- What the exercise asks
Write out every row below again, substituting "lake" for each occurrence of "water" and leaving everything else unchanged. Omit the pictures.

- Extracted records
******

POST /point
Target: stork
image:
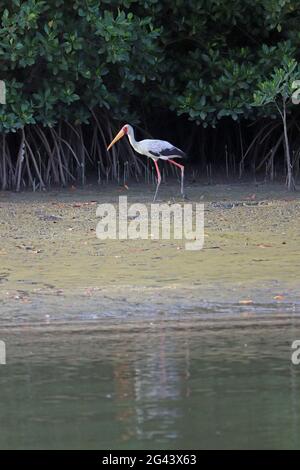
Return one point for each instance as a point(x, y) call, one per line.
point(154, 149)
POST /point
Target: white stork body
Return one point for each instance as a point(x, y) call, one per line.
point(154, 149)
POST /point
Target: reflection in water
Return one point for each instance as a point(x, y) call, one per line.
point(169, 383)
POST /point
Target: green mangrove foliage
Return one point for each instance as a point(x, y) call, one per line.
point(200, 71)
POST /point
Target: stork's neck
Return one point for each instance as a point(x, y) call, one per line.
point(132, 140)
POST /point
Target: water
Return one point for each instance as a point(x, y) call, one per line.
point(169, 382)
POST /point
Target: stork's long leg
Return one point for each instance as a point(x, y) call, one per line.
point(158, 179)
point(182, 174)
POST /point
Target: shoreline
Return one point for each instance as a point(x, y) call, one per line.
point(251, 250)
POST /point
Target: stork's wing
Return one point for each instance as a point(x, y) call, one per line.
point(162, 148)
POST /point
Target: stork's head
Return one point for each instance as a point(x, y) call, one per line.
point(124, 131)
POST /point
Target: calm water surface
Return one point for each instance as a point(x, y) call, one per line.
point(168, 382)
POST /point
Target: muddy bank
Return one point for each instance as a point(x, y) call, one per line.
point(50, 255)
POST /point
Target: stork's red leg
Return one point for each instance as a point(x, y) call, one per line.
point(158, 178)
point(182, 173)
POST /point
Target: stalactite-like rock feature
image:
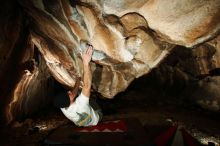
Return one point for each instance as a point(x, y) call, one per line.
point(185, 22)
point(124, 49)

******

- Correct output
POST /point
Target: stork
image:
Return one point for each instance as a point(x, y) call, one per line.
point(154, 149)
POST /point
Target: white stork body
Return one point for each instance as a point(x, y) call, one per line.
point(154, 149)
POST /point
Target: reflection in lake
Return one point for each instance as a point(x, y) call, one per line.
point(169, 383)
POST /point
Target: green mangrove foliage
Return one point for each instance as a point(x, y) call, one per line.
point(200, 71)
POST /point
Target: stork's neck
Return one point for each instance as a point(x, y) call, one per line.
point(132, 140)
POST /point
Target: lake
Return one point for each instance as a point(x, y) call, one per line.
point(169, 382)
POST /point
Target: stork's long leg
Return one point for each instance as a point(x, y) call, one per line.
point(158, 179)
point(182, 174)
POST /point
Target: shoreline
Return one point for each instance as a point(x, y) call, one per line.
point(251, 250)
POST /point
Target: stork's wing
Return one point for each instance as a point(x, y) call, one per line.
point(162, 148)
POST /point
Target: stork's head
Return one point for each instance as a point(x, y) call, one per line.
point(124, 131)
POST /point
Target: calm lake surface
Return one point for each instance as a point(x, y) call, one per line.
point(168, 382)
POST /point
Target: muddy bank
Return one point for each instance as a point(x, y) call, one per line.
point(50, 255)
POST /point
Target: stork's red leg
Return one point for each instance as a point(x, y) call, one per line.
point(158, 178)
point(182, 173)
POST /point
Target: stalactite-like rock feature
image:
Return one point for each instance as a point(x, y) call, one per line.
point(185, 22)
point(124, 49)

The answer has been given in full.